[Fragmento proporcionado]:
________________________________________
Contrapoder es una iniciativa que agrupa activistas, juristas críticos y especialistas de varias disciplinas comprometidos con los derechos humanos y la democracia radical. Escriben Gonzalo Boye (editor), Isabel Elbal y Sebastián Martín entre otros.

El odio a la democracia directa

Sebastián Martín

Sevilla —

En las pasadas semanas, los monárquicos de nuestro país han dejado pasar una oportunidad histórica: permitir que la Jefatura del Estado dinástica pudiese contar con una inequívoca e inapelable legitimidad democrática. El desértico desfile real hasta El Pardo del día de la proclamación nos ha permitido captar sus temores verdaderos. Ya se presagiaban en la reacción popular ante la abdicación, que circuló caudalosa de chistes, caricaturas y parodias por redes sociales como whatsapp. Es posible que solo una campaña mediática intensiva, el temor a lo desconocido y una torcida instrumentalización de nuestro pasado hubiesen permitido que el nuevo postulante a rey saliese airoso de una consulta. Pero se ha evitado el trance.

Ha resultado revelador, sin embargo, que justo aquellos que creen fervientemente en la condición monárquica de la sociedad española hayan sido quienes, con mayor rotundidad, se han opuesto a un posible referéndum consultivo. En lugar de mostrar con trasparencia su temor a la derrota, se han defendido empleando argumentos bien conocidos contra la democracia directa.

Son de vieja factura. El más utilizado es el que la asocia a la tiranía, invocando el ejemplo de la I República francesa. Se elaboró por entonces una Constitución, la de 1793, bien provista de instrumentos democráticos populares. Se procuró en ella conjurar toda autonomía de los representantes respecto de los representados, por eso el Cuerpo Legislativo, de legislaturas anuales, solo podía «proponer» las leyes, necesitadas para su aprobación definitiva del consentimiento tácito de las «Asambleas primarias». Ahora bien, además de por esta constitución, la I República también pasó a la posteridad por su gobierno revolucionario y la represión política, de ahí que, sin solución de continuidad, se suela trazar una línea de causa-efecto entre la democratización radical y la guillotina. En este mismo sentido, también se trae el recuerdo de las repúblicas de entreguerras, cuyas constituciones consagraron numerosos y sofisticados mecanismos de democracia directa, pero fueron incapaces de sembrar la concordia y generar estabilidad. Por eso no falta quien vincule el caos instalado entonces en la sociedad y la apertura democrática recogida en aquellas constituciones.
________________________________________
[Enunciado A]:
Enumera los tres factores que, según el fragmento, quizá habrían permitido que el nuevo postulante a rey saliese airoso de una consulta.
[Enunciado B]:
Reproduce literalmente la parte del fragmento que se abre con las palabras que contienen "Contrapoder es una" y se cierra con "Martín entre otros.".
[Enunciado C]:
Según el fragmento, ¿por qué el Cuerpo Legislativo de la Constitución de 1793 solo podía «proponer» las leyes? Explícalo en una a tres oraciones.

[Líneas de datos]:
________________________________________
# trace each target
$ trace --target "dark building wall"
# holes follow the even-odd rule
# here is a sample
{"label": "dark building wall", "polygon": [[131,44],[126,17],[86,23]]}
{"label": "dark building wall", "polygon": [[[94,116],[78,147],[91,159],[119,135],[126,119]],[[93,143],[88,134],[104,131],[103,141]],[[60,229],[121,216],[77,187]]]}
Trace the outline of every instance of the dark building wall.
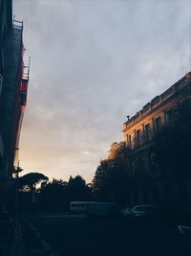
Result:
________________________________________
[Respuesta desarrollada A]:
- Una campaña mediática intensiva
- El temor a lo desconocido
- Una torcida instrumentalización de nuestro pasado

[Respuesta desarrollada B]:
Contrapoder es una iniciativa que agrupa activistas, juristas críticos y especialistas de varias disciplinas comprometidos con los derechos humanos y la democracia radical. Escriben Gonzalo Boye (editor), Isabel Elbal y Sebastián Martín entre otros.

[Respuesta desarrollada C]:
La Constitución de 1793 buscaba conjurar toda autonomía de los representantes respecto de los representados. Por eso el Cuerpo Legislativo solo podía proponer las leyes, y su aprobación definitiva requería el consentimiento tácito de las «Asambleas primarias».